§ **課題**:
以下の抜粋で、表示基板2の例として挙げられている基板をすべて書き出してください。

§ **抜粋**:
*-*-*

本願第1発明によれば、表示基板と駆動基板とを別々に製造すると共に、完成後においても表示基板と駆動基板とを容易に分離できる。これによって、本願第1発明によれば、駆動基板製造工程での高熱処理による表示素子への悪影響が殆ど無く、表示基板と駆動基板の何れか一方のみを交換又は修理することができ、製造及びメンテナンスが容易で、低コストである。
【0020】
本願第2,3に係る発明によれば、駆動信号の周波数が共振回路の共振周波数に一致するときのみ表示素子が発光するので、何れの表示素子を発光させるか制御(選択)できる。
【0021】
本願第4に係る発明によれば、表示側インダクタ及びコンデンサを小型化できるので、非接触駆動型表示装置を高精細化できる。
【0022】
本願第5に係る発明によれば、電磁誘導が発生する間隔で表示基板と駆動基板とを保持できるので、駆動回路から表示回路に駆動信号を伝えることができる。
【図面の簡単な説明】
【0023】
【図1】本発明の第1実施形態に係る非接触駆動型表示装置の概略図である。
【図2】図1の非接触駆動型表示装置において、動作原理を説明する説明図である。
【図3】本発明の第1実施形態における保持部材の第1例を説明する説明図であり、(a)は非接触駆動型表示装置の斜視図であり、(b)は非接触駆動型表示装置のA−A´断面図である。
【図4】本発明の第1実施形態における保持部材の第2例を説明する説明図である。
【図5】本発明の第2実施形態に係る非接触駆動型表示装置において、動作原理を説明する説明図である。
【図6】本発明の実施例1を説明する説明図である。
【図7】本発明の実施例2における共振回路において、容量を一定にしたときのインダクタンスと共振周波数との関係を示すグラフである。
【発明を実施するための形態】
【0024】
第1実施形態:直列共振回路)
[非接触駆動型表示装置の構成]
【0025】
本発明の各実施形態について、適宜図面を参照しながら詳細に説明する。なお、各実施形態において、同一の部材には同一の符号を付し、説明を省略した。
【0026】
以下、図1,図2を参照して、本発明の第1実施形態に係る非接触駆動型表示装置の構成について説明する。図1に示すように、非接触駆動型表示装置1は、離間して対向させた表示基板2と駆動基板3とを備える。また、非接触駆動型表示装置1は、後記する保持部材(図3,図4参照)によって、表示基板2と駆動基板3とを一定の間隔に保持する。なお、保持部材の詳細は、後記する。
【0027】
表示基板2は、後記する表示回路21が形成されたものである。この表示基板2は、例えば、プリント基板、ガラス基板又はシリコン基板等の一般的な基板である。ここで、表示基板2は、縦方向及び横方向にそれぞれ所定の数の表示回路21がマトリクス状に形成されている。なお、表示回路21の個数及び表示基板2における配置は、これに制限されない。

*-*-*

§ **提供情報**:
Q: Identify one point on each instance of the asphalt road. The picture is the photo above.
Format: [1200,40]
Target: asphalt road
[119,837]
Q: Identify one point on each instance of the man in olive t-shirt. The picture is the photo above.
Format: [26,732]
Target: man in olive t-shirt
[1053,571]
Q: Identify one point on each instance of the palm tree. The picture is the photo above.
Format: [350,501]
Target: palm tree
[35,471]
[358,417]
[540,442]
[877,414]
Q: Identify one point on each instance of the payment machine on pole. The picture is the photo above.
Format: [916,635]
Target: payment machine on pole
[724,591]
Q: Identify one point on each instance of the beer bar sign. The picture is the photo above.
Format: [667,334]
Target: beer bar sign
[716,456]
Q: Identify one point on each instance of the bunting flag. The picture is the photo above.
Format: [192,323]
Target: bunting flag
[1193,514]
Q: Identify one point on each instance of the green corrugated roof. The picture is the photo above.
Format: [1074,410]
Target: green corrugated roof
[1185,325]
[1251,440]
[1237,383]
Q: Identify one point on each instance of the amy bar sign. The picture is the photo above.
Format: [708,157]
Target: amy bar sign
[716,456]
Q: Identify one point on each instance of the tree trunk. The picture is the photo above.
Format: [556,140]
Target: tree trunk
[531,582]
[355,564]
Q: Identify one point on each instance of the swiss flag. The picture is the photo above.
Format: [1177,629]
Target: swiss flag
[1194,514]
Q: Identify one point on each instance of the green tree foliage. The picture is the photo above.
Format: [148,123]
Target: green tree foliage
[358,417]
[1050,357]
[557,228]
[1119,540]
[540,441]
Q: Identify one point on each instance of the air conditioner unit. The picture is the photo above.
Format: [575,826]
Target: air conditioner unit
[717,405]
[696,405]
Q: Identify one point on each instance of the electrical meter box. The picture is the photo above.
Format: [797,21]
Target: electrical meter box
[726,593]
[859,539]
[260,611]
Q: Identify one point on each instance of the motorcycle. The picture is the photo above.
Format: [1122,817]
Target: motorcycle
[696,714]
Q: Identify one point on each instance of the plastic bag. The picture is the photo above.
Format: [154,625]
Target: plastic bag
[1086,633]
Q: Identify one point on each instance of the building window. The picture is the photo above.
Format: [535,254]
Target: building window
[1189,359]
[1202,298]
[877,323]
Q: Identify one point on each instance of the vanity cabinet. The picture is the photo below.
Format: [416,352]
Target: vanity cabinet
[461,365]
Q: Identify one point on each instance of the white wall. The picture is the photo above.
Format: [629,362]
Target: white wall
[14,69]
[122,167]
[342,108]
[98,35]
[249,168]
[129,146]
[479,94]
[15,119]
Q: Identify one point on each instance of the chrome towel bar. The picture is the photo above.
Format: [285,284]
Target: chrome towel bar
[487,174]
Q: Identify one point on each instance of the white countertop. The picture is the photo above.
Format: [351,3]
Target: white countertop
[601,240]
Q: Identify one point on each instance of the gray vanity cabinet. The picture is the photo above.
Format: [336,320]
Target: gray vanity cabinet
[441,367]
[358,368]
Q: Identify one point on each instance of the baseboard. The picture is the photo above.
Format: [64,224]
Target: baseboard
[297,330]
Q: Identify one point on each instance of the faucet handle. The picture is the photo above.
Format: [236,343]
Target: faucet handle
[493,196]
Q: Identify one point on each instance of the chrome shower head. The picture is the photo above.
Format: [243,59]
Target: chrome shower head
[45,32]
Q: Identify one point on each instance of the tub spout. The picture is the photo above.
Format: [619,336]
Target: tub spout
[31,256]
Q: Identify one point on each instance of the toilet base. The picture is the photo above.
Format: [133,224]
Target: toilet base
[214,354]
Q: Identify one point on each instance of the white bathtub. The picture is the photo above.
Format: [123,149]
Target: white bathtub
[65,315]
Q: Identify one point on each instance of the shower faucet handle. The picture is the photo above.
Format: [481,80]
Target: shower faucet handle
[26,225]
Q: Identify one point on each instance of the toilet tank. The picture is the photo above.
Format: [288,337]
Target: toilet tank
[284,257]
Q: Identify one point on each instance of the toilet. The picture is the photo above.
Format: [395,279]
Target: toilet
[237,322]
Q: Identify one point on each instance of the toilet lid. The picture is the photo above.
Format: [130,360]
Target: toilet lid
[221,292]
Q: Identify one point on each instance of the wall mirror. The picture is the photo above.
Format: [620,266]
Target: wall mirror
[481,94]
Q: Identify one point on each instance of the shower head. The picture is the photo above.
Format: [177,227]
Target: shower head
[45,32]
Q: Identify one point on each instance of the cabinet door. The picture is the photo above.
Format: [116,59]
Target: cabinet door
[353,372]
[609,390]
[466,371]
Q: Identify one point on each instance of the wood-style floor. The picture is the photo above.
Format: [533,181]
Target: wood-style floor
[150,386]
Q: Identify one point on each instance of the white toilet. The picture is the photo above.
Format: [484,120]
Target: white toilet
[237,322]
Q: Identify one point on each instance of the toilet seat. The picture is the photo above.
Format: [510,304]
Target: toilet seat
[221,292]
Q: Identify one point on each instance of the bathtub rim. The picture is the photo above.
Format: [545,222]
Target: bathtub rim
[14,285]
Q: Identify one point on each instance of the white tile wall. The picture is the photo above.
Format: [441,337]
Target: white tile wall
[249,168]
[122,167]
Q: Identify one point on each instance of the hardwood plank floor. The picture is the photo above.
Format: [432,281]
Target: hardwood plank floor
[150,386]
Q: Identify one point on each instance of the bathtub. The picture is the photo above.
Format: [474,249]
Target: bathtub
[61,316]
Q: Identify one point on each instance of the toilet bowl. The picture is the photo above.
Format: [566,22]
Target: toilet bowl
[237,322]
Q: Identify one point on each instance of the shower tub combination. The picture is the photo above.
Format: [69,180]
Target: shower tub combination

*-*-*

§ **正解**:
プリント基板、ガラス基板、シリコン基板